Journal of Clinical Pathways. 2017;3(10):22-24.
San Antonio Breast Cancer Symposium
This year marked the 40th anniversary of the San Antonio Breast Cancer Symposium (SABCS), which has been a mainstay meeting in the field of breast cancer since 1977. In that time, it has evolved from a meeting attended mostly by local doctors to a worldwide conference attended by more than 7000 individuals from 90 countries. Research and lectures presented at SABCS influence the treatment of women and men with breast cancer around the world.
The 2017 meeting featured several notable lectures, including the SABCS 40th Anniversary Award Lecture, given by Richard Pazdur, MD, director of the Food and Drug Administration’s Oncology Center of Excellence. Dr Pazdur lectured on the past and future of cancer drug development, with a focus on new treatments that have penetrated the breast cancer treatment armamentarium in recent years.
Five distinguished breast cancer researchers received awards at this year’s meeting. Sir Richard Peto, FRS, University of Oxford (England), received the 2017 William L McGuire Memorial Lecture Award. Alan Ashworth, PhD, FRS, University of California at San Francisco, received the Susan G Komen Brinker Award for Scientific Distinction in Basic Science. Dennis J Slamon, MD, PhD, University of California at Los Angeles, received the Susan G Komen Brinker Award for Scientific Distinction in Clinical Research. Jeffrey Rosen, PhD, Baylor College of Medicine (Houston, TX), received the American Association for Cancer Research (AACR) Distinguished Lectureship in Breast Cancer Research. Nicholas C Turner, PhD, FRCP, Institute for Cancer Research (London, England), received the AACR Outstanding Investigator Award for Breast Cancer Research.
Brain Metastasis Commonly Seen in Women With HER2-Positive, Triple-Negative Breast Cancer
Women with human epidermal growth factor receptor 2 (HER2)-positive and triple-negative breast cancer have an elevated risk of developing brain metastasis regardless of active systemic treatment receipt.
Researchers have observed an increased incidence of brain metastasis among patients with breast cancer, but their development patterns following neoadjuvant therapy remains unclear.
Isabell Witzel, MD, University Medical Center Hamburg (Germany), and colleagues analyzed patients in the Geparquinto and Geparsixto trials, which studied women receiving neoadjuvant regimens, in order to observe trends in brain metastasis development. The two trials had a combined patient population of 3160 patients.
The Geparquinto trial assigned women with HER2-positive breast cancer to lapatinib or trastuzumab, while women with HER2-negative breast cancer receivied bevacizumab, along with anthracycline- and taxane-containing regimens. Women who did not respond to these regimens were switched to paclitaxel and everolimus.

Work instruction: Repeat word for word the part of the breast cancer symposium report from "The Geparquinto trial" up to and including "paclitaxel and everolimus.". You won't need the records to work with this report.

Data for review:
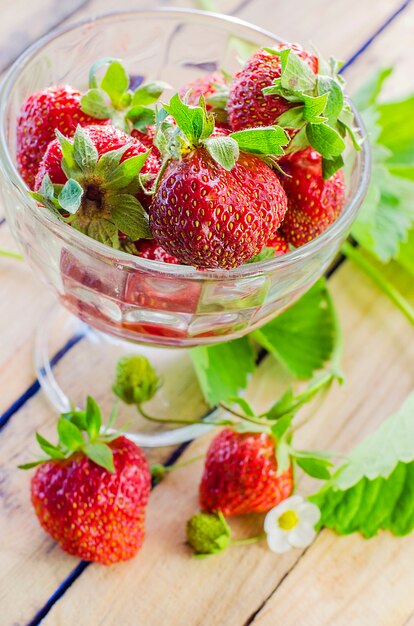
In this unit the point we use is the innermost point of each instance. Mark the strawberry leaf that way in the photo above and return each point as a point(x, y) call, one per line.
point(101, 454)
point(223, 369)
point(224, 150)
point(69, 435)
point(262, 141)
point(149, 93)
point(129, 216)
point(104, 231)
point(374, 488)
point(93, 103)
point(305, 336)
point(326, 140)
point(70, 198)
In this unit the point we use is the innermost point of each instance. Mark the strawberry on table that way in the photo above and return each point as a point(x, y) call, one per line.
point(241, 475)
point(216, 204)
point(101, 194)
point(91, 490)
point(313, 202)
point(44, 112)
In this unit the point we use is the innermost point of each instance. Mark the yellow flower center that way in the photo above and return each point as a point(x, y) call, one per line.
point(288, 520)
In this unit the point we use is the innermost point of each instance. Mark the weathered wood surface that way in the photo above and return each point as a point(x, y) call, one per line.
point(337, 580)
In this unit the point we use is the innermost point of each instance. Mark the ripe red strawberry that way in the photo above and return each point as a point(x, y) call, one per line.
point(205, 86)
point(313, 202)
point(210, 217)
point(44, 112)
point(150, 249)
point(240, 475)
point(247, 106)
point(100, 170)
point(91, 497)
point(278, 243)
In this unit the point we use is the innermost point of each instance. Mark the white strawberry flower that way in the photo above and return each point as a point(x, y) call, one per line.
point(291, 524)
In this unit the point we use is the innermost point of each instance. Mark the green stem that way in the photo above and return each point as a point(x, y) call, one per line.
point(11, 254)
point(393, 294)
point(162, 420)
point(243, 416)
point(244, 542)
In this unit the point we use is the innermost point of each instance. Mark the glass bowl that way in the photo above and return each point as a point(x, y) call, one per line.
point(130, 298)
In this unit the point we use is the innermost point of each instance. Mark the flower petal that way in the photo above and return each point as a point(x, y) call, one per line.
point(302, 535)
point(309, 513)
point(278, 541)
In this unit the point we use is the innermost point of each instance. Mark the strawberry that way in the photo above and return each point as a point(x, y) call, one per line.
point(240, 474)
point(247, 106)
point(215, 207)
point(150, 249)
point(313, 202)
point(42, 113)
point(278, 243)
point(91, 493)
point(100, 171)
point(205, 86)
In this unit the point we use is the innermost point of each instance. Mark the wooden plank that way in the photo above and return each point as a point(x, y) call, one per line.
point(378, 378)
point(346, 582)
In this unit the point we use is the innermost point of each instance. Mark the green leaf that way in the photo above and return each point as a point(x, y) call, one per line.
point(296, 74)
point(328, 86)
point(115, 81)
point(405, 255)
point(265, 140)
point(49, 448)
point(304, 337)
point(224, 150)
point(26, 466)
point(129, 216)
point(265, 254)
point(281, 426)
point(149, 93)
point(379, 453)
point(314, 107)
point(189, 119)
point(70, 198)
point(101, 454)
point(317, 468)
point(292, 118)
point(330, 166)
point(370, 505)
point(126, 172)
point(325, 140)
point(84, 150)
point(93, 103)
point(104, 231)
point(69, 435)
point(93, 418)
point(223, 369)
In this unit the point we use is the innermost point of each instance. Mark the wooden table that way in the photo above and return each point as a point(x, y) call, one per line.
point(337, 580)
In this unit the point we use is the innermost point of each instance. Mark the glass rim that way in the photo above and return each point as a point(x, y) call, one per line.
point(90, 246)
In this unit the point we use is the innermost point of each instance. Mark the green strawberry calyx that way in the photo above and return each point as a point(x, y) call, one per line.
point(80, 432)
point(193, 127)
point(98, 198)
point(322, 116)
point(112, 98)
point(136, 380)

Answer to this exercise:
The Geparquinto trial assigned women with HER2-positive breast cancer to lapatinib or trastuzumab, while women with HER2-negative breast cancer receivied bevacizumab, along with anthracycline- and taxane-containing regimens. Women who did not respond to these regimens were switched to paclitaxel and everolimus.